JOB: Show each of the lines below that contains the word "metal". Case counts.

STORED DATA:
»»
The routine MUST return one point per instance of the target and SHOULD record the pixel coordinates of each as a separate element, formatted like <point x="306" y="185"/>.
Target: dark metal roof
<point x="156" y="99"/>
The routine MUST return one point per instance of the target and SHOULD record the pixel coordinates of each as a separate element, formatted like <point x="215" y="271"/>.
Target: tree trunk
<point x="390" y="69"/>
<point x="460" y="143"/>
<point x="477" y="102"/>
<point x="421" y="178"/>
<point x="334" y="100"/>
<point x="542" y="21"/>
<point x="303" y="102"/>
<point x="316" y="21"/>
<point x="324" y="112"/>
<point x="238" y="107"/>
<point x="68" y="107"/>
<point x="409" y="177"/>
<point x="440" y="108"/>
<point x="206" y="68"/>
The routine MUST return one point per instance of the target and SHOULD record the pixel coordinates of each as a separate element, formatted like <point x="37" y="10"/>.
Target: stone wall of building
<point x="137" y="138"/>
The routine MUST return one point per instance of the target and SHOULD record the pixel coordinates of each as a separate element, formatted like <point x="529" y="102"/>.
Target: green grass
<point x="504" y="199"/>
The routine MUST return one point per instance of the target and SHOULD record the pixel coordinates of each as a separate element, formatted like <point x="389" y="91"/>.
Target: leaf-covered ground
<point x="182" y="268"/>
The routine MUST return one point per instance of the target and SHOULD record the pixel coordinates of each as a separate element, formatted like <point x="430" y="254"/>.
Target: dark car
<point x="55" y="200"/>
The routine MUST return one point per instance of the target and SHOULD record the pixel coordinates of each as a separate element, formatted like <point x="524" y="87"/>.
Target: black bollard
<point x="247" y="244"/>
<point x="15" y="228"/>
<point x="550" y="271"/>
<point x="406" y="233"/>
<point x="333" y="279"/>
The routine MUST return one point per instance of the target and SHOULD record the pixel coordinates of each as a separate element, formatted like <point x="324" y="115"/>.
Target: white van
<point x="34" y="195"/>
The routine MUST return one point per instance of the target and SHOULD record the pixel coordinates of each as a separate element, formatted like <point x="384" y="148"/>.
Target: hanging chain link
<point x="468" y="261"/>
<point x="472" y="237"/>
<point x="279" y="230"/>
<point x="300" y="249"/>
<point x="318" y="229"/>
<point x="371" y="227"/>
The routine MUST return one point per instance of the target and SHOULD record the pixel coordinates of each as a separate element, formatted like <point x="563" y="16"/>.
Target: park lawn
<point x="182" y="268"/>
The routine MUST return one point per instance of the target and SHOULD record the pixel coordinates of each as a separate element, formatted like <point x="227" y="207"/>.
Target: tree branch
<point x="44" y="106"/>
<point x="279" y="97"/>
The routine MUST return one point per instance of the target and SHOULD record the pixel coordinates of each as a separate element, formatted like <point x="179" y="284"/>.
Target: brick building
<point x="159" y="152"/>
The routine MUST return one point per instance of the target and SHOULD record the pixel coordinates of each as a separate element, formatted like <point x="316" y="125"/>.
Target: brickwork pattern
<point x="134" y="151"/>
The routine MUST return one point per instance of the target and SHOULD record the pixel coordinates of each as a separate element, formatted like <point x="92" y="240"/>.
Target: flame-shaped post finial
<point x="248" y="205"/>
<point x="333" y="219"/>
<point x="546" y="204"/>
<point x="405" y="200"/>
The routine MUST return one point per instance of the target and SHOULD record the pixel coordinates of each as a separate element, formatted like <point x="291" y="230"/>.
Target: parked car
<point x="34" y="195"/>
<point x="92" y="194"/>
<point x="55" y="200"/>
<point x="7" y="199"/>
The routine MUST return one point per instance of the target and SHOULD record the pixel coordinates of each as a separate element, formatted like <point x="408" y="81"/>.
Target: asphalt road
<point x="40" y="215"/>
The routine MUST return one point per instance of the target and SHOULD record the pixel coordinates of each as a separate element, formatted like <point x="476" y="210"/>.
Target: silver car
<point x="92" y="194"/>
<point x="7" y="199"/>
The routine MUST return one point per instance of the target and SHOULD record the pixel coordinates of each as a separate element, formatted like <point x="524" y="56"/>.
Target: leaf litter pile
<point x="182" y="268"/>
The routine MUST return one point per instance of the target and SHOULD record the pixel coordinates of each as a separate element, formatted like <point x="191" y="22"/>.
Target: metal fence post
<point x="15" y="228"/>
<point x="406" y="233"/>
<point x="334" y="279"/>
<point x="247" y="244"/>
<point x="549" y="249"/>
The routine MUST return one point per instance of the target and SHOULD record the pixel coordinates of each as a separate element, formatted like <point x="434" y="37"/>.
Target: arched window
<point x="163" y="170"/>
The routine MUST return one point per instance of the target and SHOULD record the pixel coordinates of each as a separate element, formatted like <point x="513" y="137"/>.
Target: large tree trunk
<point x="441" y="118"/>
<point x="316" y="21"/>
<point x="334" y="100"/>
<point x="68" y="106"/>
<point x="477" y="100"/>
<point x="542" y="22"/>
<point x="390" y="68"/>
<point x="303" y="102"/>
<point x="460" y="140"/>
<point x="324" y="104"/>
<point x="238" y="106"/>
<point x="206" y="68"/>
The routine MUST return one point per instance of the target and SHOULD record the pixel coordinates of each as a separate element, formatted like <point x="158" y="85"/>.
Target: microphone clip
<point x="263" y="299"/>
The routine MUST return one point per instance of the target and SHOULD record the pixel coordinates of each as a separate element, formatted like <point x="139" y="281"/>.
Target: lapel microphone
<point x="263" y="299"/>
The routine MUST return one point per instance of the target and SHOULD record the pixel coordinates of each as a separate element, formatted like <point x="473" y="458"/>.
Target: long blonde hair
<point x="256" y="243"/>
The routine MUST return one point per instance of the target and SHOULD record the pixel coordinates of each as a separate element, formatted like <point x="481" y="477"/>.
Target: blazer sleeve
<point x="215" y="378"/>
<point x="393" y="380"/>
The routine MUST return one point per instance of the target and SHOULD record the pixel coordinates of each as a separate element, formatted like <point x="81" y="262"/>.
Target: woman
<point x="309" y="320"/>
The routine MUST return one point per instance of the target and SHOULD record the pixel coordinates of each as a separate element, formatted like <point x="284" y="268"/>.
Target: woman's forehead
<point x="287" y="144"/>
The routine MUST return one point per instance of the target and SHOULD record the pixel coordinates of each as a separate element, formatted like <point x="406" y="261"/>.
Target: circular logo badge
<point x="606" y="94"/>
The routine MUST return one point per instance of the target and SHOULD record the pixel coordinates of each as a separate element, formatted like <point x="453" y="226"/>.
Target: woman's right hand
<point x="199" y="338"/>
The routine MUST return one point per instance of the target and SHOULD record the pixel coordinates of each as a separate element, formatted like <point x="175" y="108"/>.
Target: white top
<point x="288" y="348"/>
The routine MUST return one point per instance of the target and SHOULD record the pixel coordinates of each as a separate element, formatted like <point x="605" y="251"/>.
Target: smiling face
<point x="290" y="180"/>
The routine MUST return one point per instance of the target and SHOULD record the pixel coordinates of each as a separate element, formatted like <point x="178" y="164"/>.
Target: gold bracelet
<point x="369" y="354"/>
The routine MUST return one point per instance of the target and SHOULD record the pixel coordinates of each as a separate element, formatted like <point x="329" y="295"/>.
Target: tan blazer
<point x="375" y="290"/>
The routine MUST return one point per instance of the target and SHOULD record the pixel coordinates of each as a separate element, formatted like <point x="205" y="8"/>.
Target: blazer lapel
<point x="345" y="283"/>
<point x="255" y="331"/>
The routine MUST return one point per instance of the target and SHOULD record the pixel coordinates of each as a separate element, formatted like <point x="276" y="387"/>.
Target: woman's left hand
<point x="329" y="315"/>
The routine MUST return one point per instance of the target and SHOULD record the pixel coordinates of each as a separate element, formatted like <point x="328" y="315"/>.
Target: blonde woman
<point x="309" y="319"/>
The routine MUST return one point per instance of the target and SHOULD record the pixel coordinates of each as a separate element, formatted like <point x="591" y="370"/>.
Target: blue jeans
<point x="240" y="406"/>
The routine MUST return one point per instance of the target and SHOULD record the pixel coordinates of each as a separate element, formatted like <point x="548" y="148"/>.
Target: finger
««
ANSWER TO THIS PROBLEM:
Target: dark metal roof
Target: metal fence post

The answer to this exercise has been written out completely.